## [Text section]
---
This is not the best time to be a motorist. Across Europe, households are facing much higher prices when they visit fuel stations. In the UK, the situation is so dire that the army is being called in to help deliver supplies. The pandemic has disrupted fuel supplies leading to shortages and hence higher prices. Moreover, in some countries, cash-strapped Governments had to recur to raising taxes on fuel or VAT rates.
The price to purchase a litre of petrol was €1.32c at the beginning of the year across the EU, while that of a litre of diesel was €1.20c. At that time, the Conservative Opposition in Malta was yelling to all and sundry that the Maltese Government was stealing consumers as local fuel pumps were charging motorists €1.34c for petrol and €1.18c for diesel.
Fast forward to today. The price of a litre of petrol in the EU is now €1.61c, or 27c higher than in Malta. The price of a litre of diesel in the EU is now €1.47c, or 26c higher than in Malta. And yet Nationalist spokespersons are curiously silent. They even have the gall to say that Government is letting inflation run loose.
If Labour had adopted the Nationalist policy of letting fuel prices move in line with international prices, today motorists would be paying at least €1.60c for a litre of petrol and €1.45c for a litre of diesel. For most families that would mean an additional €13.50c on fuel every week, or a net impact of €700 in a year.
Instead, Labour’s fuel price stability policy means that Malta is the only country in the entire EU where fuel prices have not changed since the beginning of the year. In countries like Czechia the price of petrol has increased by 31%, while in Luxembourg the price of diesel is up by 31%. The country with the lowest price increases, Portugal and France, still have raised prices by at least 15%. In Malta the increase has been exactly 0%.

As a result, Malta has the second lowest price of diesel in the EU, and the seventh lowest petrol price. While other motorists are feeling the pinch, the Maltese are facing no impact of the recent increase in the international price of oil.
Now some might argue that this is just a fluke and that policies adopted since 2013 have hurt Maltese motorists. Well, data show that since April 2013 the price of petrol in Malta has fallen by 11% while that of diesel has plummeted by 14%. By contrast in the EU, the price of petrol and diesel has risen by 4%.
On average in these eight years Maltese motorists faced an average price of petrol of €1.36c and an average price of diesel of €1.25c, while the average EU motorist faced an average price of petrol of €1.41c and an average price of diesel of €1.23c.
In 8 out of 10 weeks since April 2013, the price of petrol in Malta was lower than in the EU, while the same was true for diesel in 7 out of 10 weeks.

Labour’s fuel price policies have not just delivered more stable prices. They have also resulted in consistently lower prices than the liberal price policy adopted in the rest of the EU.
Contrast this to what the Conservative administration had done. It had raised the price of petrol by 36% and the price of diesel by 35%, when in the rest of the EU the rise had been of just 21% and 17%.
Under Labour, Maltese motorists faced a much better outcome than other EU motorists. Under the Nationalists, motorists faced rises that were nearly twice those in the rest of the EU. And still the PN argue for the return to pre-2013 fuel price policies.
---
## [Stored items from a collection]

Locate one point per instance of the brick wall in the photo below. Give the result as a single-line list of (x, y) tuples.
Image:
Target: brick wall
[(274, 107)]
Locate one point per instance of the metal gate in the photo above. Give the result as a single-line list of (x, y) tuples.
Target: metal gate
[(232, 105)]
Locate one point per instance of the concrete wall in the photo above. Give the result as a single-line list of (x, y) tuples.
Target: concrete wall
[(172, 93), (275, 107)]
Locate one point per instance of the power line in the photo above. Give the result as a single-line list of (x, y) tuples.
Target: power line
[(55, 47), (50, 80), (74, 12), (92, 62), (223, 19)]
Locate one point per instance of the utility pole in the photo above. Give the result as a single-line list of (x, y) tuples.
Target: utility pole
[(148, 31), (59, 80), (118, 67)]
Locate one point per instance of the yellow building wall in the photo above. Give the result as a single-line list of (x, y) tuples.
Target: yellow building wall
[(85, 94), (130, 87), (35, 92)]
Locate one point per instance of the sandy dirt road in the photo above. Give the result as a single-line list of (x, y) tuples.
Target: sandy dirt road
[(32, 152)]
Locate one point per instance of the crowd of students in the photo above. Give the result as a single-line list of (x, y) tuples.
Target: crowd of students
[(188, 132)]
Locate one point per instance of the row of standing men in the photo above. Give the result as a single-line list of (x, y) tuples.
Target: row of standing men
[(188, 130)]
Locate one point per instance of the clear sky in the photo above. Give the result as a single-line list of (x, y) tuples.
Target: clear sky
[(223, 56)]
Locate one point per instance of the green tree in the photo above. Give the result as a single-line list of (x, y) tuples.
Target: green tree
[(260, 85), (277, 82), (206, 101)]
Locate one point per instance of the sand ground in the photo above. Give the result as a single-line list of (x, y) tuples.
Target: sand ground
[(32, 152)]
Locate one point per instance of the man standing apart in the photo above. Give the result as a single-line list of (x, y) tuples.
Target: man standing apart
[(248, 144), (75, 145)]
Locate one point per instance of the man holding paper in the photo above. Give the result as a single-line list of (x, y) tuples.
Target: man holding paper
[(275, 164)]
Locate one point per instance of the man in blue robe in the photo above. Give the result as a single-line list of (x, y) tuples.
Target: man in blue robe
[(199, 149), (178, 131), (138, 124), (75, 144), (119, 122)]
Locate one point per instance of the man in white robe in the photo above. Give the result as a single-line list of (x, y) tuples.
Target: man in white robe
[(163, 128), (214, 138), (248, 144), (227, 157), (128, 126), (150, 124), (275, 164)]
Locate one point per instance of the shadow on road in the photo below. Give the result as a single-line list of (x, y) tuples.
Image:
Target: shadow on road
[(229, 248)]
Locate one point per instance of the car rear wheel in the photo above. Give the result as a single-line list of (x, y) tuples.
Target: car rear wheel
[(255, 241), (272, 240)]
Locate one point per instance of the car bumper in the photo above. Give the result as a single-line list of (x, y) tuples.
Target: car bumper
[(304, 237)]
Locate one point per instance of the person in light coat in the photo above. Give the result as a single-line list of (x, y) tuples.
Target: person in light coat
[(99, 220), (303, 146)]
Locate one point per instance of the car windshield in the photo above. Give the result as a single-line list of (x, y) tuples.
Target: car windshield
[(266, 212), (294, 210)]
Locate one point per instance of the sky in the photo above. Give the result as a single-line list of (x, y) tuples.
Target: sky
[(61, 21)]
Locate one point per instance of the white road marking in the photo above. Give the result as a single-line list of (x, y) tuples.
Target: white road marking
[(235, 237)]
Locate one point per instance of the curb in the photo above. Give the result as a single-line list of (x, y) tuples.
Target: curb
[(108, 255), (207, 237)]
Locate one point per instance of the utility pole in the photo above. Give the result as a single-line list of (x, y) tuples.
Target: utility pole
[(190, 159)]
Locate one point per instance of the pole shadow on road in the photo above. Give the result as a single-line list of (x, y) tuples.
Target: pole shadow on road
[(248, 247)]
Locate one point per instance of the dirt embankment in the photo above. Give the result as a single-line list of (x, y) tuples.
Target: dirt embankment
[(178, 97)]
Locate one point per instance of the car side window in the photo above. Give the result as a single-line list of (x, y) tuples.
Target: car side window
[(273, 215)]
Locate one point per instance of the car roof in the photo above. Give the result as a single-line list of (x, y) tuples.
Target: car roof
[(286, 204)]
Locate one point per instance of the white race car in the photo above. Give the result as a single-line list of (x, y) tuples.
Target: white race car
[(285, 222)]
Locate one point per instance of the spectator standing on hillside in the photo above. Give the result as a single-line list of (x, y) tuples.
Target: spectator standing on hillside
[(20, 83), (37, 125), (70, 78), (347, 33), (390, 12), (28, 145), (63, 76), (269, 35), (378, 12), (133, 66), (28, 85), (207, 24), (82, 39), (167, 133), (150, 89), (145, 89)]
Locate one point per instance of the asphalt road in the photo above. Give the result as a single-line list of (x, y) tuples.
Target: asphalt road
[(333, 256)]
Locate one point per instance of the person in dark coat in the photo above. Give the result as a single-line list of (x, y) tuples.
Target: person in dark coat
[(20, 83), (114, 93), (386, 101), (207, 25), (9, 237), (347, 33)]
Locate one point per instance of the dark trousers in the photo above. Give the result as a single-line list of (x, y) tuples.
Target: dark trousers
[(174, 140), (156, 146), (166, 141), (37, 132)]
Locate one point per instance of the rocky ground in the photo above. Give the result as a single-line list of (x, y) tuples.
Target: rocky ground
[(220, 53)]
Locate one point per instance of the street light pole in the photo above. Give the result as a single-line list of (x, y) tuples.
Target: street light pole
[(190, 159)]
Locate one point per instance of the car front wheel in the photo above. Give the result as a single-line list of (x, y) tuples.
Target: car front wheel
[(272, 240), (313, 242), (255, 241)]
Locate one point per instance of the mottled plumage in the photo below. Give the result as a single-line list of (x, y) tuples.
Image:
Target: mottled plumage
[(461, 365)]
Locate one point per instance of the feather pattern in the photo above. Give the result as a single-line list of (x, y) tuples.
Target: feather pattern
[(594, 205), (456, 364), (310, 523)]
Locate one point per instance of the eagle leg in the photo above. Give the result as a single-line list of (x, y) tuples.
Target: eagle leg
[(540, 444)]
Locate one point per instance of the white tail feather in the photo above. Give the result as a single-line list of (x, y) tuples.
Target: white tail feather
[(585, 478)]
---
## [List of tasks]
a) Rewrite the part of the text on fuel prices starting at "Instead, Labour’s fuel" and ending at "price of oil.", replacing "motorists" with "drivers".
b) Answer these questions from the text on fuel prices:
(i) What was the price of a litre of petrol across the EU at the beginning of the year?
(ii) By what percentage has the price of diesel in Malta fallen since April 2013?
(iii) By what percentage did the Conservative administration raise the price of petrol?
The items are not needed for any of the tasks.

## [Outputs by task]
a)
Instead, Labour’s fuel price stability policy means that Malta is the only country in the entire EU where fuel prices have not changed since the beginning of the year. In countries like Czechia the price of petrol has increased by 31%, while in Luxembourg the price of diesel is up by 31%. The country with the lowest price increases, Portugal and France, still have raised prices by at least 15%. In Malta the increase has been exactly 0%.

As a result, Malta has the second lowest price of diesel in the EU, and the seventh lowest petrol price. While other drivers are feeling the pinch, the Maltese are facing no impact of the recent increase in the international price of oil.

b)
(i) €1.32c
(ii) 14%
(iii) 36%